## SOURCE MATERIAL:
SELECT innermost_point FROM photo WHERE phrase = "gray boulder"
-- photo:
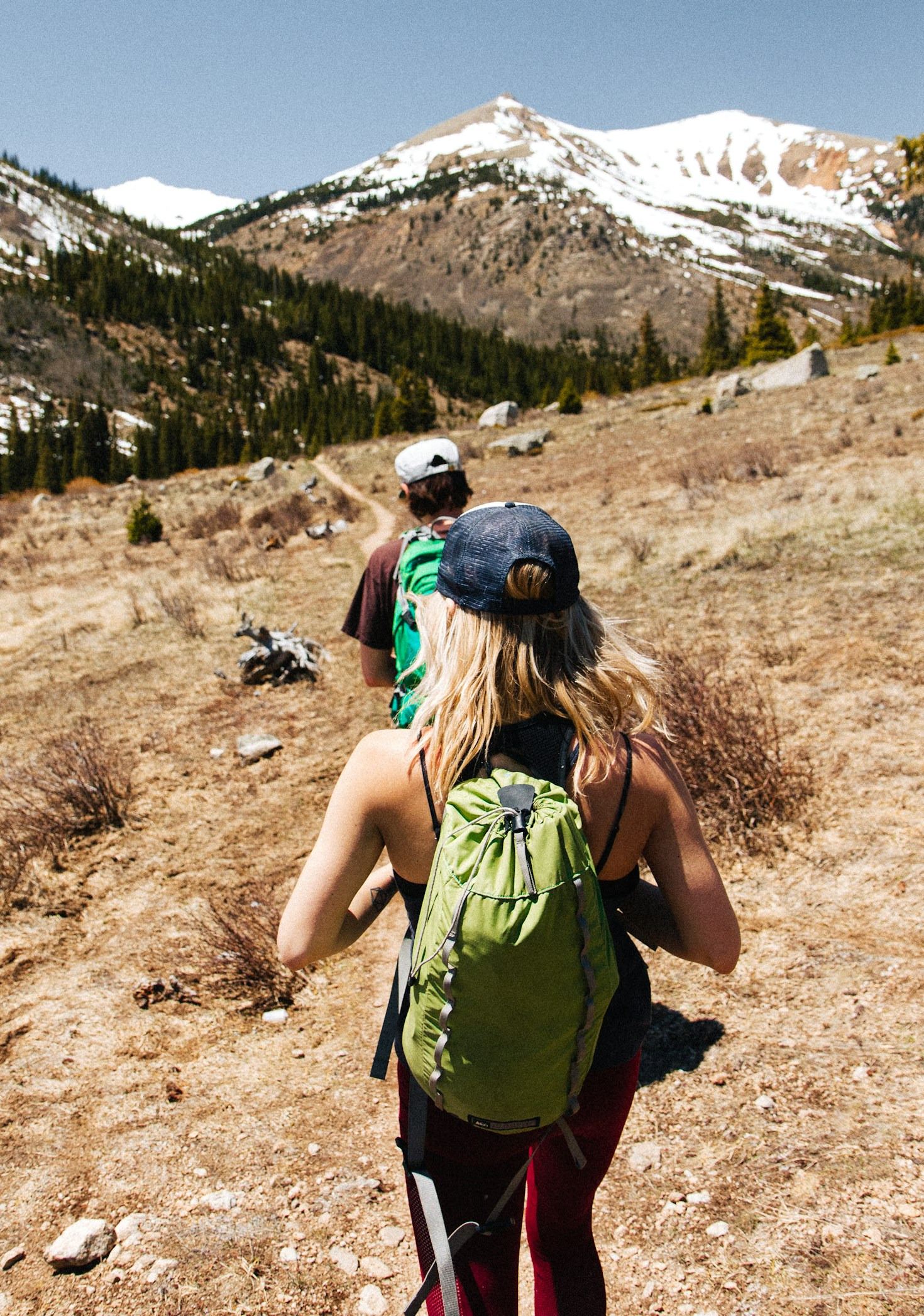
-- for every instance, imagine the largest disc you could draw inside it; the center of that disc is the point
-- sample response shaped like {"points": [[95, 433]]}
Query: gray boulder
{"points": [[82, 1244], [262, 469], [257, 745], [732, 386], [499, 416], [517, 445], [808, 363]]}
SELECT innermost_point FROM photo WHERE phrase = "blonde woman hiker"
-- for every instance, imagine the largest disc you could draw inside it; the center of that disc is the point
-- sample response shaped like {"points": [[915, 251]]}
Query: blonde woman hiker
{"points": [[515, 809]]}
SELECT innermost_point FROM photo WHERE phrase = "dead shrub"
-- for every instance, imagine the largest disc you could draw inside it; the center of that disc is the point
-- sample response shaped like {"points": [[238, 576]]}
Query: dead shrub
{"points": [[180, 606], [239, 943], [285, 517], [639, 545], [226, 516], [79, 785], [727, 743], [220, 562]]}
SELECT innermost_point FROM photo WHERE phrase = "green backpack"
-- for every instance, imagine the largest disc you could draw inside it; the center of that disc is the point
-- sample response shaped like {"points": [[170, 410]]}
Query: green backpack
{"points": [[499, 999], [416, 573]]}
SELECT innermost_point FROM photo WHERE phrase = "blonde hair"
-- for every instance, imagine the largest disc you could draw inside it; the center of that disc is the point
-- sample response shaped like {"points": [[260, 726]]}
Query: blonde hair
{"points": [[486, 670]]}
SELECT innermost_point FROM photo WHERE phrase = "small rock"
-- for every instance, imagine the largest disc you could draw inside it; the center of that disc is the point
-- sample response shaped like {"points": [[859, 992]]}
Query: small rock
{"points": [[262, 469], [131, 1226], [275, 1016], [808, 363], [161, 1268], [348, 1261], [144, 1263], [644, 1156], [519, 445], [500, 415], [257, 745], [82, 1244], [371, 1300], [375, 1268]]}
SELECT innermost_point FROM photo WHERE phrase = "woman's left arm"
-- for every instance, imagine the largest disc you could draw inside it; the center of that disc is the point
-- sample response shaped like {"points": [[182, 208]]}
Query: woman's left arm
{"points": [[338, 897]]}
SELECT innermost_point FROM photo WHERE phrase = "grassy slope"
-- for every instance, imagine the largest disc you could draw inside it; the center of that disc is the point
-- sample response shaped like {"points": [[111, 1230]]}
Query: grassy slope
{"points": [[811, 578]]}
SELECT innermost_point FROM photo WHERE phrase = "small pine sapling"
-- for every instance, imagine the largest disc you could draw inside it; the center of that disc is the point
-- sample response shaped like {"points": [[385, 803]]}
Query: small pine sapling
{"points": [[144, 525]]}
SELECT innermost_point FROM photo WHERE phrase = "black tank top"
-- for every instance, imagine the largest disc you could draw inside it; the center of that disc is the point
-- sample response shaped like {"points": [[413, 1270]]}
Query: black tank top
{"points": [[544, 748]]}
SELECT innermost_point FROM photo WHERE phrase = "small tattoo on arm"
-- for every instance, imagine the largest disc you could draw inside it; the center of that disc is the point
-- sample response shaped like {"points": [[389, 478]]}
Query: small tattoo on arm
{"points": [[382, 895]]}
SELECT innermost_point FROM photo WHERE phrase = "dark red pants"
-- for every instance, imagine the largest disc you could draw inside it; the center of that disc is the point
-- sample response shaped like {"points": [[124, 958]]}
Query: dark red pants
{"points": [[471, 1169]]}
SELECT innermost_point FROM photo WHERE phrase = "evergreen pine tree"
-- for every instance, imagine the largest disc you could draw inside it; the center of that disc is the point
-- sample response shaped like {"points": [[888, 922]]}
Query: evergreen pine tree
{"points": [[717, 351], [651, 365], [569, 399], [769, 336]]}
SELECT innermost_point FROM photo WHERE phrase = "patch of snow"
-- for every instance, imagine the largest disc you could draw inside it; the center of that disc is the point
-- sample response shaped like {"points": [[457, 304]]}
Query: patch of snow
{"points": [[160, 203]]}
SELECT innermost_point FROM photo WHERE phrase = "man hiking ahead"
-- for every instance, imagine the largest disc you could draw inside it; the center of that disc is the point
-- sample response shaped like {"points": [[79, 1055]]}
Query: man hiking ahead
{"points": [[381, 617]]}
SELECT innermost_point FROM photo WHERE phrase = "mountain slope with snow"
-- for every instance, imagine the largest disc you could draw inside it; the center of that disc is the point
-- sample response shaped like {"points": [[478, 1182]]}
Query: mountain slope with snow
{"points": [[160, 203]]}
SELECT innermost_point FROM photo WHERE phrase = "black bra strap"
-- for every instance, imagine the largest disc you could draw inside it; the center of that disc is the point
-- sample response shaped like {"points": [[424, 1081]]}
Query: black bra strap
{"points": [[435, 820], [613, 830]]}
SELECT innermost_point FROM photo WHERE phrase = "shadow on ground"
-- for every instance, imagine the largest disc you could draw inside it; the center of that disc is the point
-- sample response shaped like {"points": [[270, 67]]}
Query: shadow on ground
{"points": [[676, 1043]]}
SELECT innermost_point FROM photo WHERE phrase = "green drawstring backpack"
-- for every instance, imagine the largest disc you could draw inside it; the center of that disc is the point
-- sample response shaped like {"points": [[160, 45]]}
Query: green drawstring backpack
{"points": [[499, 998], [416, 573]]}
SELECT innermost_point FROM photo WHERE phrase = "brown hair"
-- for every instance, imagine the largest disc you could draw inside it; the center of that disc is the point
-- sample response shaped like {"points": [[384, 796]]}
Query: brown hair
{"points": [[446, 491]]}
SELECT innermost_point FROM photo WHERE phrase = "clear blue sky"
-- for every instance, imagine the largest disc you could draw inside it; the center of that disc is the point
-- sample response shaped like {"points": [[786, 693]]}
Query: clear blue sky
{"points": [[246, 96]]}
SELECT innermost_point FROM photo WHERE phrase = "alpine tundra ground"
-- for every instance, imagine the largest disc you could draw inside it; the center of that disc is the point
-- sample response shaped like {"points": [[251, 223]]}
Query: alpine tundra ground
{"points": [[783, 1103]]}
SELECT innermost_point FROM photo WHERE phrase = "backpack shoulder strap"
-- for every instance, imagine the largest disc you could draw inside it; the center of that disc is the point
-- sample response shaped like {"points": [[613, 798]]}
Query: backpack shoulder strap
{"points": [[435, 820], [613, 830]]}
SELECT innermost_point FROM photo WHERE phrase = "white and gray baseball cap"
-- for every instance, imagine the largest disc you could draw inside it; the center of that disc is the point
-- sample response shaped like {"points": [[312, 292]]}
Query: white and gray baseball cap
{"points": [[428, 457]]}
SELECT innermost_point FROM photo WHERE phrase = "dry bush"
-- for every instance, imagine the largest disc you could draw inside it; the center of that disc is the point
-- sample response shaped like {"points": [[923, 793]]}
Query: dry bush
{"points": [[12, 507], [226, 516], [83, 485], [285, 517], [343, 505], [241, 961], [180, 606], [729, 745], [79, 785], [639, 545], [220, 562]]}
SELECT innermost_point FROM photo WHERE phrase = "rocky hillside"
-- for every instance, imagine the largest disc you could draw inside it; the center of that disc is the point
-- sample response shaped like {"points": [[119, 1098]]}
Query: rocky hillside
{"points": [[503, 215]]}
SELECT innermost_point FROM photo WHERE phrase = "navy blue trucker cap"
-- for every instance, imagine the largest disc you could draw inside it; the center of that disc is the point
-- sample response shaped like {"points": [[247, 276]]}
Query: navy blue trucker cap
{"points": [[483, 544]]}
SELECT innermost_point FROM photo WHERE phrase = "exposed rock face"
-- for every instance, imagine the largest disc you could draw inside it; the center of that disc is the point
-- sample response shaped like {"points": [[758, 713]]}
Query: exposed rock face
{"points": [[80, 1245], [499, 416], [517, 445], [262, 469], [808, 363]]}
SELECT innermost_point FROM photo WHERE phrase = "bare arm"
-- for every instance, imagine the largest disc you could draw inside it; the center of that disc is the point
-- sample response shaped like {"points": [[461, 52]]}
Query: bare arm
{"points": [[339, 895], [689, 913], [378, 666]]}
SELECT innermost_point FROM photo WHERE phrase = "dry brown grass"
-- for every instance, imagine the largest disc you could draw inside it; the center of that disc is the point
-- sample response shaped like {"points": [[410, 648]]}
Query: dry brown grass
{"points": [[80, 783], [207, 523], [182, 606], [729, 745], [240, 958]]}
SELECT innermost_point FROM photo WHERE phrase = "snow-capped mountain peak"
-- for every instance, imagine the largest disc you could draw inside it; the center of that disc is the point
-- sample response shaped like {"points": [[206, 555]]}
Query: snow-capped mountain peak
{"points": [[162, 204]]}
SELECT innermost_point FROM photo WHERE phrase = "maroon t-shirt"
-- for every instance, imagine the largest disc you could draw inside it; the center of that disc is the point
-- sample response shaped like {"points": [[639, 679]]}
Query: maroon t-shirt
{"points": [[373, 608]]}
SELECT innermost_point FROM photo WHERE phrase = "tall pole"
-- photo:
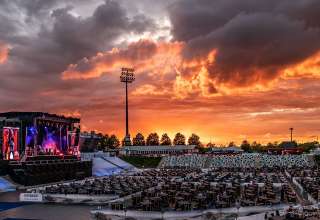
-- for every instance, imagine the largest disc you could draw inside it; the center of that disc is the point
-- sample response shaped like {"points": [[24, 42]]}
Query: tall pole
{"points": [[127, 112], [291, 130], [127, 76]]}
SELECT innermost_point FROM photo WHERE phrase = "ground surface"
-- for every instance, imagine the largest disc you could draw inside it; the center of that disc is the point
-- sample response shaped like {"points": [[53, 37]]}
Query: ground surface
{"points": [[10, 208]]}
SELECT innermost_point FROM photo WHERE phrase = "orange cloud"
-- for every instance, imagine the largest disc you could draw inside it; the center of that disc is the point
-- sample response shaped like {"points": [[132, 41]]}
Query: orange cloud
{"points": [[308, 68]]}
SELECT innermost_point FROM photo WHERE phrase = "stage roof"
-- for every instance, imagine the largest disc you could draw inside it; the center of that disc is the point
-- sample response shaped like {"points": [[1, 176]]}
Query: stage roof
{"points": [[44, 115]]}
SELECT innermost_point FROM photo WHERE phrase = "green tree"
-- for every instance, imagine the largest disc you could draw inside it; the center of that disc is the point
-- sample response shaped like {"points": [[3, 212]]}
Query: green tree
{"points": [[152, 139], [113, 142], [165, 139], [138, 140], [179, 139], [194, 140], [245, 145]]}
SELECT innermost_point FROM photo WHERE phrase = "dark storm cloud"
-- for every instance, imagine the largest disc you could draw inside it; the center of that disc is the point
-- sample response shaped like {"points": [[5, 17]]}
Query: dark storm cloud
{"points": [[44, 38], [254, 39]]}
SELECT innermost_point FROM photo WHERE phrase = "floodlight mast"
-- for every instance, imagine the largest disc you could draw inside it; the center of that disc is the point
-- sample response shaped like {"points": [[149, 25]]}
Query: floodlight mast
{"points": [[127, 76], [291, 131]]}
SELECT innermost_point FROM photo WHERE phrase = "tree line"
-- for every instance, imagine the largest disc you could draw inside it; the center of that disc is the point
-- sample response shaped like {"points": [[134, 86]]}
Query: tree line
{"points": [[105, 142]]}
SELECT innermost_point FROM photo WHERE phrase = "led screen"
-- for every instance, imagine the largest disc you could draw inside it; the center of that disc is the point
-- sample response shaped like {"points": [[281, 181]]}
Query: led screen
{"points": [[10, 145]]}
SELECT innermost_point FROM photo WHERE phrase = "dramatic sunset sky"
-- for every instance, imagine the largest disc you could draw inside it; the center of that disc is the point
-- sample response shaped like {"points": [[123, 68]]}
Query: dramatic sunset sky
{"points": [[227, 70]]}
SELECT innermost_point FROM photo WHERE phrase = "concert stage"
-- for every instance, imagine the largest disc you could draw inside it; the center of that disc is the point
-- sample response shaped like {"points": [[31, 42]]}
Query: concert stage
{"points": [[37, 133], [42, 147]]}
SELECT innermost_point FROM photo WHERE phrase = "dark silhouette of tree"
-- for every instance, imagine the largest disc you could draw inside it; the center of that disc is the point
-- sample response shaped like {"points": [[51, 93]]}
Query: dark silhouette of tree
{"points": [[245, 145], [165, 139], [308, 146], [194, 140], [179, 139], [152, 139], [113, 142], [210, 145], [138, 140]]}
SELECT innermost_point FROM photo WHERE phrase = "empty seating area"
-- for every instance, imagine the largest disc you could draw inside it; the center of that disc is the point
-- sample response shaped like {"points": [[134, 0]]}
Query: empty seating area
{"points": [[243, 160], [309, 179], [112, 185], [191, 189], [36, 172]]}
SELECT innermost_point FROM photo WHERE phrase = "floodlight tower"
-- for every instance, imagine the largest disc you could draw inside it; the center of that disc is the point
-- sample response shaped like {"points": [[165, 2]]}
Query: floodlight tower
{"points": [[127, 76], [291, 131]]}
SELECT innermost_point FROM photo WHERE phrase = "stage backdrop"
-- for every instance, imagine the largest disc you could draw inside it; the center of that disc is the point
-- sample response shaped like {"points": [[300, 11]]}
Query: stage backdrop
{"points": [[10, 146]]}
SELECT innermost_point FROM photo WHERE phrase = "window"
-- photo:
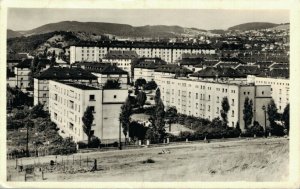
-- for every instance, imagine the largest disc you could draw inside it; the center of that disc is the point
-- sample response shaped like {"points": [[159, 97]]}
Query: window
{"points": [[92, 97]]}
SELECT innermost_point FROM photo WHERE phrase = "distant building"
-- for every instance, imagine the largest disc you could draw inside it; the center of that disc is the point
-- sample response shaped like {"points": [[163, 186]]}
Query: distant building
{"points": [[169, 52], [106, 71], [68, 102], [122, 59], [21, 76], [41, 81], [204, 98], [144, 68], [280, 88]]}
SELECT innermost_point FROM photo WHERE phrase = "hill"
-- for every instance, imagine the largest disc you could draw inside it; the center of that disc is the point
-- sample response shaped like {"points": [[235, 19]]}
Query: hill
{"points": [[253, 26], [12, 34], [100, 28]]}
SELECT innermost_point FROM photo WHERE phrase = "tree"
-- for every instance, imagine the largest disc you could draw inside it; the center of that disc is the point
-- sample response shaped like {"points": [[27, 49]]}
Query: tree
{"points": [[112, 84], [157, 96], [286, 117], [124, 117], [140, 82], [272, 113], [141, 99], [151, 85], [87, 120], [171, 115], [53, 60], [248, 112], [225, 109], [158, 118]]}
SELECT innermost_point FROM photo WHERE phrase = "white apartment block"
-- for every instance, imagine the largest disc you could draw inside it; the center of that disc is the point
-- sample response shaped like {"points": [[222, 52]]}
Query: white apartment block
{"points": [[204, 98], [280, 90], [68, 102], [170, 52]]}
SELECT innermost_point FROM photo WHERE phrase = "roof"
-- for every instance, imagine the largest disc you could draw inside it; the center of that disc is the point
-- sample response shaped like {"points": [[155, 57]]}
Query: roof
{"points": [[172, 68], [103, 68], [212, 72], [249, 70], [190, 61], [44, 62], [79, 85], [280, 66], [121, 55], [58, 73], [231, 59], [264, 64], [207, 64], [275, 73], [25, 63], [143, 44], [228, 64]]}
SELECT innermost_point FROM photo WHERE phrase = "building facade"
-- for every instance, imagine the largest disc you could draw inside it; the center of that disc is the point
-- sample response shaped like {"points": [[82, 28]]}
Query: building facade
{"points": [[169, 52], [280, 90], [68, 101], [204, 98], [41, 81]]}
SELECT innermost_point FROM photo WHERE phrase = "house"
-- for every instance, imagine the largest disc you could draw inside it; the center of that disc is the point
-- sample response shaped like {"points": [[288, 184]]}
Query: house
{"points": [[41, 81], [68, 100]]}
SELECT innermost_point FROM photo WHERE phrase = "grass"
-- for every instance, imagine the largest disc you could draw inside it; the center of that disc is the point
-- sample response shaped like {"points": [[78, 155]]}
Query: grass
{"points": [[245, 160]]}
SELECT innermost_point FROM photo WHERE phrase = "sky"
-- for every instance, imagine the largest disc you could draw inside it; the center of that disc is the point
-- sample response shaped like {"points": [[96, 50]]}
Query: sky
{"points": [[28, 18]]}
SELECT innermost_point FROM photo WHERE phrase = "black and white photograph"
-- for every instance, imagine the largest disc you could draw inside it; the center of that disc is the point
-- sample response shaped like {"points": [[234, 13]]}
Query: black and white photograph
{"points": [[147, 95]]}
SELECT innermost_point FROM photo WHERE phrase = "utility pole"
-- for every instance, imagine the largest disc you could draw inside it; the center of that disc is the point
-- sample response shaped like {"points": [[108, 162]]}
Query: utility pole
{"points": [[120, 143], [27, 141]]}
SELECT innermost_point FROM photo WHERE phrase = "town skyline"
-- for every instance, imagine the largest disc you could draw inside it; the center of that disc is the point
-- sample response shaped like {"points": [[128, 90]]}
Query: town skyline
{"points": [[221, 19]]}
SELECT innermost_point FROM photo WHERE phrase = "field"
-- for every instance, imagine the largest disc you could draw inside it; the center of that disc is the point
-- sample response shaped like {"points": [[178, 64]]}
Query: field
{"points": [[240, 160]]}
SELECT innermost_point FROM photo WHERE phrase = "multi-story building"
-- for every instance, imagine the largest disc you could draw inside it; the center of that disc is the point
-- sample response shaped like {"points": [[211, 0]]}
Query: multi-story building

## WORK TO COMPLETE:
Search the entries for "multi" and show every line that has it.

## ANSWER SECTION:
SELECT innermost_point FROM photo WHERE phrase = "multi-story building"
Query: multi-story building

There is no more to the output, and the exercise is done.